- **Stated exercise**
Please update the material below by replacing every "a marker on every instance" with "one point per instance" and leaving everything else unchanged.

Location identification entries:
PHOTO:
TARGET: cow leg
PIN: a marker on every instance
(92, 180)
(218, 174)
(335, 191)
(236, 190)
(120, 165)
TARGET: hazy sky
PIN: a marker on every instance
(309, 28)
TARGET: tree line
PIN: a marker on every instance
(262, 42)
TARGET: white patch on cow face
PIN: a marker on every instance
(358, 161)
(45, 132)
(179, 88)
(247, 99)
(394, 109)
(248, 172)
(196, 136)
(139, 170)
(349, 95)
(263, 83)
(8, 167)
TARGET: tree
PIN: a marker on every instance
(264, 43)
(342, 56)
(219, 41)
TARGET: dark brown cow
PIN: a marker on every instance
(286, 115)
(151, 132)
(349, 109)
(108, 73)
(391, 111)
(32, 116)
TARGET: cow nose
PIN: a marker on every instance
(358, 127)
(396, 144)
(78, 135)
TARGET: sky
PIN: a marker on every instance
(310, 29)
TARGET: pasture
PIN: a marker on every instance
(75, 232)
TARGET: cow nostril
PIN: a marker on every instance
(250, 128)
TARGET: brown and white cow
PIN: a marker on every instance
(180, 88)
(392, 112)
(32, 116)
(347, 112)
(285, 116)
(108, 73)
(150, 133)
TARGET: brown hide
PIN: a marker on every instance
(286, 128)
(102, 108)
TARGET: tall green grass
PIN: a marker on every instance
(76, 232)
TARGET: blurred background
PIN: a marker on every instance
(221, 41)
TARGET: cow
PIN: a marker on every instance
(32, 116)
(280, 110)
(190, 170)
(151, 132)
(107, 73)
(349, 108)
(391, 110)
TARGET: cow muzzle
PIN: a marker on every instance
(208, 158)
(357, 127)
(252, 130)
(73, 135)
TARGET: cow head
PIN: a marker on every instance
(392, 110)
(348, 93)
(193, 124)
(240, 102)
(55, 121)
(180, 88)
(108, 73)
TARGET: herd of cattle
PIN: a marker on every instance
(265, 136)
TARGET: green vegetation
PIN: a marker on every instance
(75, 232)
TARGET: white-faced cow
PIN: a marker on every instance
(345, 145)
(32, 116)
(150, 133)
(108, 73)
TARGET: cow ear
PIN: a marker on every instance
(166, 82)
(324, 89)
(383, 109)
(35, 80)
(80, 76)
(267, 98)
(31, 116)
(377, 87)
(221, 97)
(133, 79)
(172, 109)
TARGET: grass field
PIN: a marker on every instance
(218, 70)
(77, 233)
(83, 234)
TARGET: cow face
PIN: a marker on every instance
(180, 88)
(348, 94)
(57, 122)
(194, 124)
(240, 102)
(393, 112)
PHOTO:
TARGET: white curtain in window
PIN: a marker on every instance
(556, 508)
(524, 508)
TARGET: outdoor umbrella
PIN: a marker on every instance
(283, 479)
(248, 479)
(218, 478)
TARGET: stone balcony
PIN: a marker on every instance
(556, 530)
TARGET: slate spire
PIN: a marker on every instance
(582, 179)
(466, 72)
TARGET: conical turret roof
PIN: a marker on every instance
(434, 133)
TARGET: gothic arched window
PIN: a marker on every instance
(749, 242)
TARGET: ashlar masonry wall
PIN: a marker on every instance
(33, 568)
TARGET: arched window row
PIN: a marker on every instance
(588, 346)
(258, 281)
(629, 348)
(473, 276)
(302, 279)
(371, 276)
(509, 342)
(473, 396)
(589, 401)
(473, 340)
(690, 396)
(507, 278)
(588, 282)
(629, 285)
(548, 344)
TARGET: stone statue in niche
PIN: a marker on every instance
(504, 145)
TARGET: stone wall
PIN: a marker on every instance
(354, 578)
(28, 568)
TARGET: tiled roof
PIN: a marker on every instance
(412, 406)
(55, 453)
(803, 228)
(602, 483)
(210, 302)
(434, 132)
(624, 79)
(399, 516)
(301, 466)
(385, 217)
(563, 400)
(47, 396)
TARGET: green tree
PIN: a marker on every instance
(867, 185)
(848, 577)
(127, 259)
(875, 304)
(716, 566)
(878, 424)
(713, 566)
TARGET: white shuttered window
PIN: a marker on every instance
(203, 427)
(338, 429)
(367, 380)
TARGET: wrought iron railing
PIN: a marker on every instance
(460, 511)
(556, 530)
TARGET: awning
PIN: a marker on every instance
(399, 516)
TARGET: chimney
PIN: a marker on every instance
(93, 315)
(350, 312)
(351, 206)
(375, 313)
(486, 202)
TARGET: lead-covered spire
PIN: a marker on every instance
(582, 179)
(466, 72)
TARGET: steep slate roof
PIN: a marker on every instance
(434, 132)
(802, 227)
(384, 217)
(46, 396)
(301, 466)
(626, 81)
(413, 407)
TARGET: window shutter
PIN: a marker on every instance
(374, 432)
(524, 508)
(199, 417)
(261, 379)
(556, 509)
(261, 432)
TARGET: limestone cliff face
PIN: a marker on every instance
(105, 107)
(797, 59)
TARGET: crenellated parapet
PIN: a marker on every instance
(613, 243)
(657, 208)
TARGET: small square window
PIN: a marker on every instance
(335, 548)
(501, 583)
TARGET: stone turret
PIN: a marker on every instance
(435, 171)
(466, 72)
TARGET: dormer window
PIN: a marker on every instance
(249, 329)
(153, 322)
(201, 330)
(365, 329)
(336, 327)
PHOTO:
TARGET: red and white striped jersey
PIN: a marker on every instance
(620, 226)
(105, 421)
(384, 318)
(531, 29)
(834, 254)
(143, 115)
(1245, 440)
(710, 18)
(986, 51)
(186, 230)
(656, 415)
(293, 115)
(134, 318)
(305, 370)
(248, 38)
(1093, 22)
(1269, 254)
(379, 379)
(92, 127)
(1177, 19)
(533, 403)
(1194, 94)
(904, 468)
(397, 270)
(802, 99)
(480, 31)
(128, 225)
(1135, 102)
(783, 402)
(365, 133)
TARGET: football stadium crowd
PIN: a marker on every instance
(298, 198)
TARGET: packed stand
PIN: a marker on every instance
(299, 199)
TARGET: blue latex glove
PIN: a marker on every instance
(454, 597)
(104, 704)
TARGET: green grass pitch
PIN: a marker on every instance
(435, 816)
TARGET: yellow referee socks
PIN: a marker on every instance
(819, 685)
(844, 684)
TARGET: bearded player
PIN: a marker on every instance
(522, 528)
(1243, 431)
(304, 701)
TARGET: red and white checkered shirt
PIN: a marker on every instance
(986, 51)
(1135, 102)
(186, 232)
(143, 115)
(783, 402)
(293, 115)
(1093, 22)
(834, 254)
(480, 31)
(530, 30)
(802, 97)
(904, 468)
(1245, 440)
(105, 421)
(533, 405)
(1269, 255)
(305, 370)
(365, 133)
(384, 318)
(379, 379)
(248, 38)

- **Written solution**
PHOTO:
TARGET: cow leg
PIN: one point per instance
(92, 180)
(218, 174)
(335, 191)
(236, 190)
(120, 165)
TARGET: hazy sky
PIN: one point per instance
(309, 28)
TARGET: tree line
PIN: one point per instance
(262, 42)
TARGET: white patch on cow face
PIN: one point per instance
(358, 161)
(45, 132)
(179, 88)
(247, 99)
(394, 109)
(248, 172)
(196, 136)
(139, 170)
(349, 95)
(263, 83)
(8, 167)
TARGET: tree
PIN: one point per instance
(264, 43)
(342, 56)
(219, 41)
TARGET: dark brown cow
PIN: one point per instance
(286, 115)
(151, 132)
(349, 109)
(108, 73)
(391, 111)
(32, 116)
TARGET: cow nose
PIN: one point per instance
(358, 127)
(396, 144)
(78, 135)
TARGET: sky
PIN: one point per instance
(310, 29)
TARGET: pasture
PIN: one point per instance
(75, 232)
TARGET: cow nostril
PIN: one point per instance
(250, 128)
TARGET: brown and white cow
PIN: one point per instance
(180, 88)
(392, 112)
(32, 116)
(347, 112)
(285, 116)
(108, 73)
(150, 133)
TARGET: brown hide
PIN: one point per instance
(286, 128)
(102, 108)
TARGET: tall green grass
PIN: one point per instance
(76, 232)
TARGET: blurred background
PIN: one point per instance
(221, 41)
TARGET: cow
PIN: one point per instance
(32, 116)
(280, 110)
(190, 170)
(151, 132)
(107, 73)
(349, 108)
(391, 110)
TARGET: cow muzzle
PIN: one point per instance
(208, 158)
(357, 127)
(252, 130)
(73, 135)
TARGET: cow head
PIN: one point per instance
(392, 110)
(348, 93)
(193, 124)
(240, 102)
(55, 121)
(180, 88)
(108, 73)
TARGET: herd of cattle
PIN: one point per instance
(265, 136)
TARGET: green vegetation
PIN: one point per instance
(75, 232)
TARGET: white-faced cow
PIN: one point per instance
(345, 145)
(32, 116)
(150, 133)
(108, 73)
TARGET: cow ear
PIN: one point per instance
(166, 82)
(324, 89)
(383, 109)
(35, 80)
(80, 76)
(267, 98)
(31, 116)
(377, 87)
(221, 97)
(133, 79)
(172, 109)
TARGET: grass field
PIN: one point per instance
(218, 70)
(77, 233)
(83, 234)
TARGET: cow face
PIN: one point per instance
(180, 88)
(348, 94)
(57, 122)
(194, 124)
(240, 102)
(393, 112)
PHOTO:
TARGET: white curtain in window
PIN: one point per instance
(556, 508)
(524, 508)
TARGET: outdoor umbrella
PIN: one point per instance
(283, 479)
(248, 479)
(218, 478)
TARGET: stone balcony
PIN: one point per instance
(556, 530)
TARGET: slate spire
PIN: one point per instance
(582, 179)
(466, 72)
TARGET: conical turret roof
PIN: one point per instance
(434, 133)
TARGET: gothic arched window
PIN: one point per instance
(749, 242)
TARGET: ashlar masonry wall
PIN: one point per instance
(33, 568)
TARGET: arched window row
PIN: one point per instance
(588, 346)
(258, 281)
(629, 348)
(473, 276)
(302, 279)
(371, 276)
(509, 342)
(473, 396)
(589, 401)
(473, 340)
(690, 396)
(507, 278)
(588, 282)
(629, 285)
(548, 344)
TARGET: stone statue in niche
PIN: one point per instance
(504, 145)
TARGET: stone wall
PIN: one point per instance
(354, 578)
(28, 568)
TARGET: tiled roof
PIN: one point per instance
(412, 406)
(55, 453)
(803, 228)
(602, 483)
(210, 302)
(434, 132)
(624, 79)
(399, 516)
(301, 466)
(385, 217)
(563, 400)
(47, 396)
TARGET: green tree
PIN: one point per instance
(867, 185)
(848, 577)
(127, 259)
(875, 304)
(716, 566)
(878, 424)
(713, 566)
TARGET: white shuttered window
PIN: one point per instance
(203, 427)
(338, 429)
(367, 380)
TARGET: wrought iron railing
PIN: one point per instance
(460, 511)
(556, 530)
TARGET: awning
PIN: one point per instance
(399, 516)
TARGET: chimney
PIN: one point per instance
(93, 315)
(350, 312)
(351, 206)
(375, 313)
(486, 202)
TARGET: lead-covered spire
PIN: one point per instance
(582, 179)
(466, 72)
TARGET: steep slate roof
PIN: one point per instance
(434, 132)
(802, 227)
(384, 217)
(46, 396)
(301, 466)
(626, 81)
(413, 407)
TARGET: window shutter
PIN: one point per instance
(374, 432)
(524, 508)
(199, 417)
(261, 379)
(556, 509)
(261, 432)
TARGET: limestone cliff face
PIN: one point per instance
(105, 107)
(797, 59)
TARGET: crenellated parapet
PIN: one point per instance
(613, 243)
(657, 208)
TARGET: small square window
PIN: one point per instance
(335, 548)
(501, 583)
TARGET: stone turret
PIN: one point per instance
(435, 171)
(466, 72)
TARGET: dormer window
PIN: one point per instance
(249, 329)
(153, 322)
(201, 330)
(365, 329)
(336, 327)
PHOTO:
TARGET: red and white striped jersey
PIN: one point per instance
(620, 226)
(105, 421)
(384, 318)
(531, 29)
(834, 254)
(143, 115)
(1245, 440)
(710, 18)
(986, 51)
(186, 230)
(656, 415)
(293, 115)
(134, 318)
(305, 370)
(248, 38)
(1093, 22)
(1269, 254)
(379, 379)
(92, 127)
(1177, 19)
(533, 403)
(1194, 94)
(904, 468)
(397, 270)
(802, 99)
(480, 31)
(128, 225)
(1135, 102)
(783, 402)
(365, 133)
TARGET: football stadium crowd
PIN: one point per instance
(298, 198)
TARGET: packed stand
PIN: one point per instance
(299, 199)
TARGET: blue latex glove
PIN: one point per instance
(454, 597)
(104, 704)
TARGET: green grass pitch
PIN: one point per instance
(435, 816)
TARGET: yellow referee socks
PIN: one point per instance
(819, 685)
(844, 684)
TARGET: bearded player
PIN: one point per instance
(522, 528)
(1243, 431)
(304, 701)
TARGET: red and white checkered shirt
PIN: one point per instance
(986, 51)
(1135, 102)
(186, 232)
(143, 115)
(783, 402)
(293, 115)
(1093, 22)
(834, 254)
(480, 31)
(530, 30)
(802, 97)
(904, 468)
(1245, 440)
(105, 421)
(533, 405)
(1269, 255)
(305, 370)
(365, 133)
(384, 318)
(379, 379)
(248, 38)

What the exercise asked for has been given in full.